TEXT BLOCK:
The profusion of “friendly beasts” is remarkable to behold, a source not only of beauty, but also laughter as the various odd creatures suggest a far more riotous manger than most pious art depicts. And, of course, each animal evokes for her the memories of people and places associated with its purchase. It is a much anticipated addition to our home each year.
Yesterday’s “Science Times” section of The New York Times included an article about the ecological commitments of Bartholomew, the Ecumenical Patriarch in Istanbul. Marlise Simons begins her article,
At a conference near Istanbul last June, the chimpanzee expert Jane Goodall spoke about the endangered habitat of what she called “our closest relatives.” Underlining the evolutionary link, she described her encounter with a senior male ape who had a “beautiful white beard.” With a smile, she turned to the 72-year-old man in the front row and added, “Very much like yours.” The man with the long white beard was Ecumenical Patriarch Bartholomew I of Constantinople, the spiritual leader of the world’s Orthodox Christians. Fortunately, he is known for his easy, affable manner, and he joined the laughter that followed.
Bartholomew has been called “the Green Patriarch” for his theological commitment to the preservation of the environment. In September of this year he issued an Encyclical - http://www.patriarchate.org/documents/encyclical-of-his-all-holiness-for-the-church-new-year - on the subject which, while couched in the formal and somewhat archaic theological language of Orthodoxy, is profoundly current and challenging. It reads in part,
Biodiversity is the work of divine wisdom and was not granted to humanity for its unruly control. By the same token, dominion over the earth and its environs implies rational use and enjoyment of its benefits, and not destructive acquisition of its resources out of a sense of greed. Nevertheless, especially in our times, we observe an excessive abuse of natural resources, resulting in the destruction of the environmental balance of the planet’s ecosystems and generally of ecological conditions, so that the divinely-ordained regulations of human existence on earth are increasingly transgressed. For instance, all of us – scientists, as well as religious and political leaders, indeed all people – are witnessing a rise in the atmosphere’s temperature, extreme weather conditions, the pollution of ecosystems both on land and in the sea, and an overall disturbance – sometimes to the point of utter destruction – of the potential for life in some regions of the world. . . . Thus, the invocation and supplication of the Church and us all to God as the Lord of lords and Ruler of all for the restoration of creation are essentially a petition of repentance for our sinfulness in destroying the world instead of working to preserve and sustain its ever-flourishing resources reasonably and carefully.

REQUIRED WORK:
- A) Return every line of the listing that contains the string "saddle", treating uppercase and lowercase as different.
- B) Continue the piece about Patriarch Bartholomew's environmental encyclical, picking up after its last sentence.
The listing has no connection to the text above it.

Coordinate annotation listing:
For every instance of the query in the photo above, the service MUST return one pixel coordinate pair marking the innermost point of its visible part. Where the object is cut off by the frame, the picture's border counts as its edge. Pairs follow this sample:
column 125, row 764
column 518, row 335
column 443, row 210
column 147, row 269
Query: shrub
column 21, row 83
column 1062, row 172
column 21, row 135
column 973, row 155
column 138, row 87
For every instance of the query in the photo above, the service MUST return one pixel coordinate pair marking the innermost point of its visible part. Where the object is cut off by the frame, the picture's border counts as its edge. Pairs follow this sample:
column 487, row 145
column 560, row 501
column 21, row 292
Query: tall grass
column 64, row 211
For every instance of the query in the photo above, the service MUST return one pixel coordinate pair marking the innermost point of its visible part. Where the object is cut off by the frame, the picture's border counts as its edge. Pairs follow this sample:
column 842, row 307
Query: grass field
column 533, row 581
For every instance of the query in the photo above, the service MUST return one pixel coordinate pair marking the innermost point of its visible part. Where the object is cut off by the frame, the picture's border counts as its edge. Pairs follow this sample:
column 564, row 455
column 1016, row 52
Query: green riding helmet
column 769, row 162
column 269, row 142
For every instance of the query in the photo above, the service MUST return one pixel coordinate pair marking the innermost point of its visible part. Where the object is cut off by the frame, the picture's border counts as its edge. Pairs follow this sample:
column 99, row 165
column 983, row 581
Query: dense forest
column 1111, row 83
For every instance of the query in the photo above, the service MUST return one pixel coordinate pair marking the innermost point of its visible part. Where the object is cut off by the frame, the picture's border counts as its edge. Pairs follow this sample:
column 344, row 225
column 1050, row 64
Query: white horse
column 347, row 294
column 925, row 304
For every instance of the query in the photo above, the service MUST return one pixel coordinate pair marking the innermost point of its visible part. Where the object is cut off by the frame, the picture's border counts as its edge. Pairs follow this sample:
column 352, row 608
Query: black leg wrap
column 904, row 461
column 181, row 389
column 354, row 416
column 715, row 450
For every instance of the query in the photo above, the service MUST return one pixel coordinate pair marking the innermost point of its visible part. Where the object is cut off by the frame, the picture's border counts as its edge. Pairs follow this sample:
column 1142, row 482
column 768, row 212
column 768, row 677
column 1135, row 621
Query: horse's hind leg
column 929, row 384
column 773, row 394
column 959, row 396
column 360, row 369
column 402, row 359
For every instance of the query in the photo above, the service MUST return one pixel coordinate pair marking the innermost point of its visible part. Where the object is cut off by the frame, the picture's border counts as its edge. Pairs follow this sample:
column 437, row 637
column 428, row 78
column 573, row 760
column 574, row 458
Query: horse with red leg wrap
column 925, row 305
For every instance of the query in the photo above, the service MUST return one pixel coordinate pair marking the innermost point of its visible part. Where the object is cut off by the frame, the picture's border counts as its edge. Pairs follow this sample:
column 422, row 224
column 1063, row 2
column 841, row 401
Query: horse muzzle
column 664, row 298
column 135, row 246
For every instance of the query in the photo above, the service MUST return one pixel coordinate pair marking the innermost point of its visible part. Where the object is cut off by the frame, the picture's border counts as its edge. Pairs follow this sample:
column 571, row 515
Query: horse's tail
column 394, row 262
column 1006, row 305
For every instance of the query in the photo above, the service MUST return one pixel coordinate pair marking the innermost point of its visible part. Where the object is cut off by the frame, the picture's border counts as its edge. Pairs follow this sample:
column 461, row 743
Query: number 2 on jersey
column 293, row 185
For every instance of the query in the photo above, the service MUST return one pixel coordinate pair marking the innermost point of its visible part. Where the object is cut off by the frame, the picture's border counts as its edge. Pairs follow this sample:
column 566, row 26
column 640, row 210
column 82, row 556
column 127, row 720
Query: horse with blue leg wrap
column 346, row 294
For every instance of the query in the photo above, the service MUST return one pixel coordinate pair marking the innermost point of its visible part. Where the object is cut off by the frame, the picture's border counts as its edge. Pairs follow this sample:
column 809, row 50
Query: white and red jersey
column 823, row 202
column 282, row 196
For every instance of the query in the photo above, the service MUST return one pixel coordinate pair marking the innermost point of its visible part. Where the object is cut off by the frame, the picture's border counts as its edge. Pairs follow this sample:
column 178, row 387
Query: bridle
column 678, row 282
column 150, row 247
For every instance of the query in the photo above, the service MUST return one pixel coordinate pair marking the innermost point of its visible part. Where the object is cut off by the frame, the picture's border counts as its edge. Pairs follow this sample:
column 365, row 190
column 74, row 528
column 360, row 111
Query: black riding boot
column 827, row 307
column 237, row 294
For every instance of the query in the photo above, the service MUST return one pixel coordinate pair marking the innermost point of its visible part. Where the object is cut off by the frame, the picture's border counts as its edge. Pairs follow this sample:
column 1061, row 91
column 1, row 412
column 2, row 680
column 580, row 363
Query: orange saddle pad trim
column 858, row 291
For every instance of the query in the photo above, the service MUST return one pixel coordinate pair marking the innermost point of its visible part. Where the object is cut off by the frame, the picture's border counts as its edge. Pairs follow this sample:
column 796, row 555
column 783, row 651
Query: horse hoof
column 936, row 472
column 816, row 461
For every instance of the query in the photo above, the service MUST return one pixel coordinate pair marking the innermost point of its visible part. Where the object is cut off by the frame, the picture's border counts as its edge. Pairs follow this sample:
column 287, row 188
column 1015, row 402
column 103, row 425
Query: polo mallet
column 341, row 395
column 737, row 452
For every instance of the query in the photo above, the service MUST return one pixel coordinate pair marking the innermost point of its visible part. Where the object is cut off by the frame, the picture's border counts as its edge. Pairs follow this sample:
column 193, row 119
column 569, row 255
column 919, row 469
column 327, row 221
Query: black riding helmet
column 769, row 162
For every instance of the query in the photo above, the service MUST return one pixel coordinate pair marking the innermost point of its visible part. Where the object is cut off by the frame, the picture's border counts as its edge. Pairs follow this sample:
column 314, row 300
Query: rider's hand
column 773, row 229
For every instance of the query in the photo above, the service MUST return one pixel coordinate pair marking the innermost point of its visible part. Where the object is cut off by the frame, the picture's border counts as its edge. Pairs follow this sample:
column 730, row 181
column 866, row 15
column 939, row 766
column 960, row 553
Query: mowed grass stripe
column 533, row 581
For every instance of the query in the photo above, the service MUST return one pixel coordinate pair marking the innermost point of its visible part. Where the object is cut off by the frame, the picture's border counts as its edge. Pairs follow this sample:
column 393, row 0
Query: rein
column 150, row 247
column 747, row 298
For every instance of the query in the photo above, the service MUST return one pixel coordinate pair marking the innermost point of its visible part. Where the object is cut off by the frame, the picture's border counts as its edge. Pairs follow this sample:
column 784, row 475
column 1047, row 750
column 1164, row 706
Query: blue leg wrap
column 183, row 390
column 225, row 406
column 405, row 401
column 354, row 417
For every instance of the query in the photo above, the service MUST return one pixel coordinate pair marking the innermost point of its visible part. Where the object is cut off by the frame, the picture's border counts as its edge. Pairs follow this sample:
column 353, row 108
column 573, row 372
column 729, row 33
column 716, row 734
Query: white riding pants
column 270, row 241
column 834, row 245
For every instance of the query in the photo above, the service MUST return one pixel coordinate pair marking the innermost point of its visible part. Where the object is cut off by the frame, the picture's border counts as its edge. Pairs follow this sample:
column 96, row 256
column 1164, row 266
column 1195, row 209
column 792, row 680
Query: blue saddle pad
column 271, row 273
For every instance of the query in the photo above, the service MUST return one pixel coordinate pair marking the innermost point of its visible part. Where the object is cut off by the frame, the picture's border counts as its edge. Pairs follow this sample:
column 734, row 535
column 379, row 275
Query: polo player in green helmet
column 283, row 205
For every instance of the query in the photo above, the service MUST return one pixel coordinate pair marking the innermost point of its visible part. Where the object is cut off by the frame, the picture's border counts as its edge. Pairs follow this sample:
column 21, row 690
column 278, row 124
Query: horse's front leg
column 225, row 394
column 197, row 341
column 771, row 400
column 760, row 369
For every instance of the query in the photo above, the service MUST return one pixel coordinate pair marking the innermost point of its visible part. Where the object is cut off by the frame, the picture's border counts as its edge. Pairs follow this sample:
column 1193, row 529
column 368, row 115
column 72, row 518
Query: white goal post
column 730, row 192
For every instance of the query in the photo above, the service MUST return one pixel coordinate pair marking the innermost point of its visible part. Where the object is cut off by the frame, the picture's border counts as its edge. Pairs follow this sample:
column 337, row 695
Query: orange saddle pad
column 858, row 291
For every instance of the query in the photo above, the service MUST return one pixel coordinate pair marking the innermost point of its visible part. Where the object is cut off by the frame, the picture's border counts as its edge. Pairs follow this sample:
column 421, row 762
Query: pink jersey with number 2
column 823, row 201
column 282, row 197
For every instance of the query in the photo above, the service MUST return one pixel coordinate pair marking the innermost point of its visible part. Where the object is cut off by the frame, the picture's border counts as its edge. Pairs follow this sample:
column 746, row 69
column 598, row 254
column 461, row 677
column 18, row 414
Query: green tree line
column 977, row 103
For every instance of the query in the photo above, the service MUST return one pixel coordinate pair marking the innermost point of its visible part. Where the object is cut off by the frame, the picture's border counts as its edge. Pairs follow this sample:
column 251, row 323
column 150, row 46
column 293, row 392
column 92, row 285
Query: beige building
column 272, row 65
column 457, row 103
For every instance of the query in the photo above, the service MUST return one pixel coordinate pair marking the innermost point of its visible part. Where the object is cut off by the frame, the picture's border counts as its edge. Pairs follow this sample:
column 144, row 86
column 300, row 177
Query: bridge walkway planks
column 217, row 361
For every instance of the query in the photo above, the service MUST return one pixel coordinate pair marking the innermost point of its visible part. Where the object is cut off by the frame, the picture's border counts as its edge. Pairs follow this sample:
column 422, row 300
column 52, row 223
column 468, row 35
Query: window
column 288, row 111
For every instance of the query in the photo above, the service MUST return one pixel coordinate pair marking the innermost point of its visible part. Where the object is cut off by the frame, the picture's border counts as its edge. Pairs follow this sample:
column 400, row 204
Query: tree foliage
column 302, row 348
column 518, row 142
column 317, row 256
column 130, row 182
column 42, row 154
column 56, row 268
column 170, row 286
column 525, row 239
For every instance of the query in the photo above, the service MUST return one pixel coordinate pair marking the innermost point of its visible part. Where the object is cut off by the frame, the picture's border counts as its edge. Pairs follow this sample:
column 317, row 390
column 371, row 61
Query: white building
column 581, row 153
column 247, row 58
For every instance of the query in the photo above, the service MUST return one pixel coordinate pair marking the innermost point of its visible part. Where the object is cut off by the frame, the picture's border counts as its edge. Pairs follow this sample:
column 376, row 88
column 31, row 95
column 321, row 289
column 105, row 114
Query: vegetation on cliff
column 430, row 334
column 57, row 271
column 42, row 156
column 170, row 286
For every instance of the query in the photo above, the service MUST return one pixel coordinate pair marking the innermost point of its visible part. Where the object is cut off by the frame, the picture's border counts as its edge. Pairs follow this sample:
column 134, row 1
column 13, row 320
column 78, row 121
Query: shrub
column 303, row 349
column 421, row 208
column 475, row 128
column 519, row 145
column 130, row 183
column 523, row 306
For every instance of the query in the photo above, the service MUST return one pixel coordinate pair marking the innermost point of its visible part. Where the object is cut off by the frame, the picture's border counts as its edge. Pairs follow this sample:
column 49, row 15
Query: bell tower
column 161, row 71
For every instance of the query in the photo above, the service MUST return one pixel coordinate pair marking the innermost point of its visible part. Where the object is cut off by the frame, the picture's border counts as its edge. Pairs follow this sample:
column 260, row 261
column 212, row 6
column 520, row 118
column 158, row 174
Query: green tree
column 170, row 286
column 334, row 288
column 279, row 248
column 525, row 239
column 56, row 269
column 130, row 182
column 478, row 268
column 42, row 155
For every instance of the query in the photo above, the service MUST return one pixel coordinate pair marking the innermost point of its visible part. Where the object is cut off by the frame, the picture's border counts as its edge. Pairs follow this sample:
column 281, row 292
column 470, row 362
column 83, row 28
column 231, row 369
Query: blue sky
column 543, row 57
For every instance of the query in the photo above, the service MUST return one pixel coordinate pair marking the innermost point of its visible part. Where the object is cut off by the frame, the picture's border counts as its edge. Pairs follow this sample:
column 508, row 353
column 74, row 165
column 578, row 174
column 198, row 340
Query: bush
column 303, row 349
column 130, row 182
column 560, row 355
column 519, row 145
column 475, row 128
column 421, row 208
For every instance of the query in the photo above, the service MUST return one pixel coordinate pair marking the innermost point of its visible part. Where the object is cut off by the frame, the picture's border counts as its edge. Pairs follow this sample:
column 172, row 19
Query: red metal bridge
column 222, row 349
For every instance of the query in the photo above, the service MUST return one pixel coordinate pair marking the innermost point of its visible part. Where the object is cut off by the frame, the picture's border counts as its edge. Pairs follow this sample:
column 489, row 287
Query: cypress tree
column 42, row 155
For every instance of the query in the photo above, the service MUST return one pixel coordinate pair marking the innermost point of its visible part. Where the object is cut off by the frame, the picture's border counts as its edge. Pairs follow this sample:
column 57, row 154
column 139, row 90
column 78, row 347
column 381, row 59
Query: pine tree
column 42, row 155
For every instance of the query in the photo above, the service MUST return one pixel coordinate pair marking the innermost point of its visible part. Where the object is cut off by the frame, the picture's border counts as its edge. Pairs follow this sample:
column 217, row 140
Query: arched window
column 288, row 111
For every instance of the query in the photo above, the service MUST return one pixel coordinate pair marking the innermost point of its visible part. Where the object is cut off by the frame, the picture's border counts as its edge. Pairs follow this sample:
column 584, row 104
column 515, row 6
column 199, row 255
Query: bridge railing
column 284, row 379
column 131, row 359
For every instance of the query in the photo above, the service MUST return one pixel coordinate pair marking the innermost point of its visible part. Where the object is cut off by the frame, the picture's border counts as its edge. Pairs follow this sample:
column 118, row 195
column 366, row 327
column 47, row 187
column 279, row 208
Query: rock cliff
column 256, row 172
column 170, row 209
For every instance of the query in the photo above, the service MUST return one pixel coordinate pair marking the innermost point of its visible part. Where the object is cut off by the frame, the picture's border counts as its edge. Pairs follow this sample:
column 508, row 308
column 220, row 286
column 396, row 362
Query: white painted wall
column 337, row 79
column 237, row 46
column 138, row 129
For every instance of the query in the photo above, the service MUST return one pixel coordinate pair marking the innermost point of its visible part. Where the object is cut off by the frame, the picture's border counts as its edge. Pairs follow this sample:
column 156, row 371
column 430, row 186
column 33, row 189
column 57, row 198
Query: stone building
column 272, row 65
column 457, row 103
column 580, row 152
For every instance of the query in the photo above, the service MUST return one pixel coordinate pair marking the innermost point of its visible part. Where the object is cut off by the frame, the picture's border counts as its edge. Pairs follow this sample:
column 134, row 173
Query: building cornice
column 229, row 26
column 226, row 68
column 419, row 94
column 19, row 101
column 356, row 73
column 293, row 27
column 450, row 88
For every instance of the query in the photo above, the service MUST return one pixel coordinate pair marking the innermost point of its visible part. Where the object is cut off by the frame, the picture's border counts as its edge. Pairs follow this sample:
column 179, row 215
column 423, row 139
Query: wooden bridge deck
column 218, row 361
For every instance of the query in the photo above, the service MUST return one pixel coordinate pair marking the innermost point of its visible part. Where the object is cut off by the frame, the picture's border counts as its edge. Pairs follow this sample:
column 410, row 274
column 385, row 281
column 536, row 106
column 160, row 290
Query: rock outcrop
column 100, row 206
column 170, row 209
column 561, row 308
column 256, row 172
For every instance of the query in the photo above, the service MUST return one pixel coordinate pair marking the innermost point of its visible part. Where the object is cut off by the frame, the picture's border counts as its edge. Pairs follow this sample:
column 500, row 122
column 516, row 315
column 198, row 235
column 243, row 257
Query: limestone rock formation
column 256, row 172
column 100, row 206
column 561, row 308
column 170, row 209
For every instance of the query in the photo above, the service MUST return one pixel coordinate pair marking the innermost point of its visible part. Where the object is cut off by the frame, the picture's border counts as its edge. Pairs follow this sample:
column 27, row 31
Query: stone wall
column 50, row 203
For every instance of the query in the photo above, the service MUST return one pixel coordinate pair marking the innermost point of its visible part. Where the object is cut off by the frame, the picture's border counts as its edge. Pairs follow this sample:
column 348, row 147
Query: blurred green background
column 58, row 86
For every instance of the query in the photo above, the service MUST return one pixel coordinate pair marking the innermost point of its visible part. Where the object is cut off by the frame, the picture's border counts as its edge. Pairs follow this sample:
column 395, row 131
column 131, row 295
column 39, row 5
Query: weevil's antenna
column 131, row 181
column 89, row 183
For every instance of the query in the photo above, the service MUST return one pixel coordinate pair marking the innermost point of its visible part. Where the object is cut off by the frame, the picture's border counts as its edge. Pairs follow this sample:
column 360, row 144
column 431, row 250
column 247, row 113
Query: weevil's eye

ANSWERS TO THE PROBLEMS:
- A)
Query: orange saddle pad trim
Query: blue saddle pad
Query: orange saddle pad

- B)
Bartholomew goes on to remind us that the ecological changes he references “are not inspired by God but initiated by humans.” I wonder what right wing Republican deniers of climate change would do with this tree hugger in ancient and elaborate ecclesiastical garb?
This brings us back to the crèche. As habitats are destroyed and species become extinct, some of the animals who might potentially gather at the manger are eliminated. This, Bartholomew tells us, is not simply an aesthetic and scientific loss, but a sign of human sinfulness, a violation of the Creator’s very intention. As His All-Holiness says, “The world that surrounds us was thus offered to us as a gift by our Creator as an arena of social activity but also of spiritual sanctification in order that we might inherit the creation to be renewed in the future age.”
Our crèche sets tell a wondrous ancient tale and often evoke rich family memories. But they can also remind us that the creation itself, in all its splendor and diversity, is the arena of God’s incarnation, that not just humans, but every living thing is endowed with the vocation of adoring the One who brings all to life. As the beloved medieval French carol puts it,
Thus all the beasts, by some good spell,
In the stable dark were glad to tell
Of the gifts they gave Emmanuel,
The gifts they gave Emmanuel.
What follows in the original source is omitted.